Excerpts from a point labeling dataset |
--- --- ---

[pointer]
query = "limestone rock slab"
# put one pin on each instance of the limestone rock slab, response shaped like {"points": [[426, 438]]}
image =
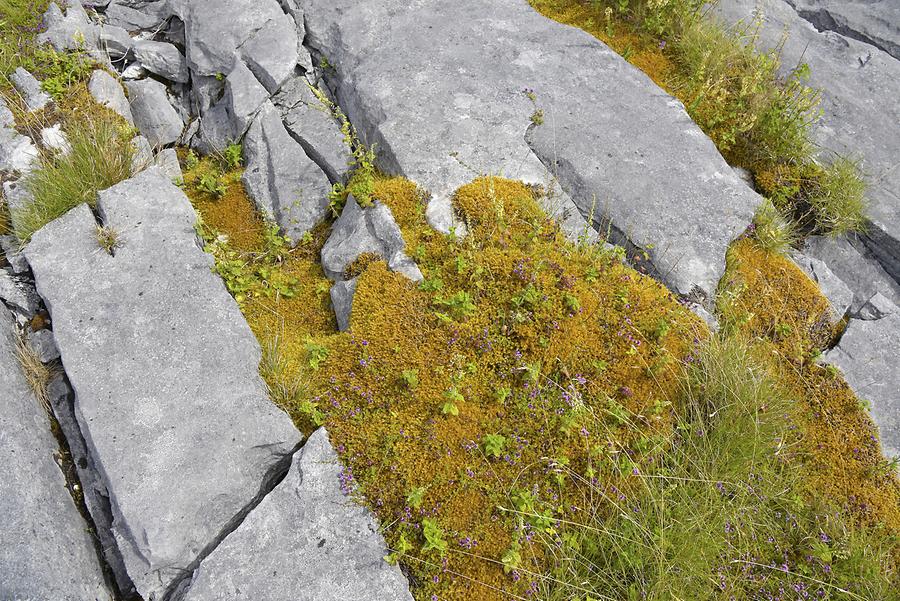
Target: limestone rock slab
{"points": [[869, 356], [153, 113], [310, 122], [108, 92], [305, 541], [860, 85], [443, 88], [285, 183], [162, 58], [165, 373], [47, 552]]}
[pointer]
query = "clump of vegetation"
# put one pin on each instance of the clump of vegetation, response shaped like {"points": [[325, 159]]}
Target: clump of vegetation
{"points": [[108, 238], [759, 119], [100, 156]]}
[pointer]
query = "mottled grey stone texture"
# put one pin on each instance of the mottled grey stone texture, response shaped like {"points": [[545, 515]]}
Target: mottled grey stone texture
{"points": [[614, 140], [46, 551], [860, 85], [165, 372], [285, 183], [305, 541], [153, 113]]}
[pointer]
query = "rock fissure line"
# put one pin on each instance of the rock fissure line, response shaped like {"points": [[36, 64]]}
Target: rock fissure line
{"points": [[271, 480]]}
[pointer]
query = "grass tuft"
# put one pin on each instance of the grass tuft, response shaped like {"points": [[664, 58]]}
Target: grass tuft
{"points": [[100, 156]]}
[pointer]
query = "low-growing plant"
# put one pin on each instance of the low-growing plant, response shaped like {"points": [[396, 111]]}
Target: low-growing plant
{"points": [[108, 238], [773, 231], [100, 156]]}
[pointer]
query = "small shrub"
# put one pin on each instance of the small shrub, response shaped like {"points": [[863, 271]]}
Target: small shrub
{"points": [[108, 238], [100, 157], [838, 199], [774, 232]]}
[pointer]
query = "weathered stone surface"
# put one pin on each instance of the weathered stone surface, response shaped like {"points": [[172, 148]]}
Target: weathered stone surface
{"points": [[6, 117], [33, 96], [17, 263], [43, 345], [877, 307], [305, 541], [257, 30], [17, 152], [143, 154], [860, 85], [108, 92], [162, 58], [342, 301], [366, 230], [20, 297], [55, 138], [852, 263], [47, 552], [833, 288], [310, 123], [70, 31], [115, 41], [285, 183], [167, 162], [230, 118], [154, 115], [610, 135], [130, 19], [164, 368], [869, 356], [876, 22]]}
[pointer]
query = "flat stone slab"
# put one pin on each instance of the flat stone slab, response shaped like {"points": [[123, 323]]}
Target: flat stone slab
{"points": [[305, 541], [165, 373], [282, 180], [876, 22], [860, 85], [47, 551], [153, 113], [869, 356], [443, 89]]}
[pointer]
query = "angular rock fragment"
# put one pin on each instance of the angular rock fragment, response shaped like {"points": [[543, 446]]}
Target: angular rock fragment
{"points": [[47, 551], [310, 122], [115, 41], [17, 152], [860, 85], [305, 541], [285, 184], [257, 30], [73, 30], [833, 288], [108, 92], [165, 371], [850, 261], [342, 301], [366, 230], [876, 22], [55, 138], [34, 97], [869, 356], [162, 58], [153, 113], [496, 70]]}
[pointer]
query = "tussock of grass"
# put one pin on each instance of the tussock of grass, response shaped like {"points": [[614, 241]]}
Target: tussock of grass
{"points": [[100, 156], [36, 373], [757, 118], [773, 231], [719, 514]]}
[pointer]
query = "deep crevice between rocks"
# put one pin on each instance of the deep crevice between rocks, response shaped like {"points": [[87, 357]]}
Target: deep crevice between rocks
{"points": [[74, 463], [276, 474]]}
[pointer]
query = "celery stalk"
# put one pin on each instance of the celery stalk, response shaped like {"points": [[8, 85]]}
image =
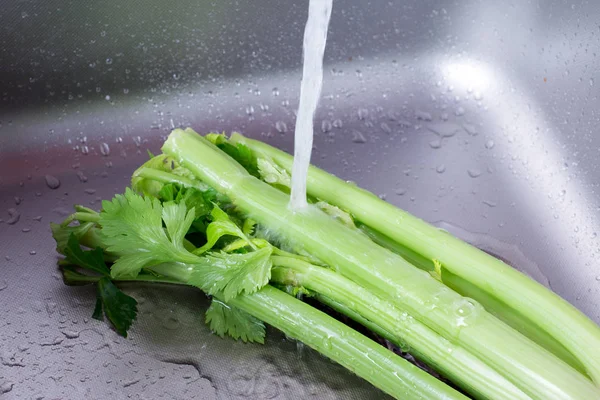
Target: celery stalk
{"points": [[452, 361], [543, 309], [531, 368], [367, 359]]}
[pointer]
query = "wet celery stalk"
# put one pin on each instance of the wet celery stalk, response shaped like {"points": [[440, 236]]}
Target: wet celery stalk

--- --- ---

WHAT IS EXPECTED | Show each line of the entries above that contains the string "between", matching case exactly.

RESPONSE BELOW |
query = "deep crevice between rocks"
# put one pin on each instance of the deep crevice between rocks, response shaped like {"points": [[87, 357]]}
Target: deep crevice between rocks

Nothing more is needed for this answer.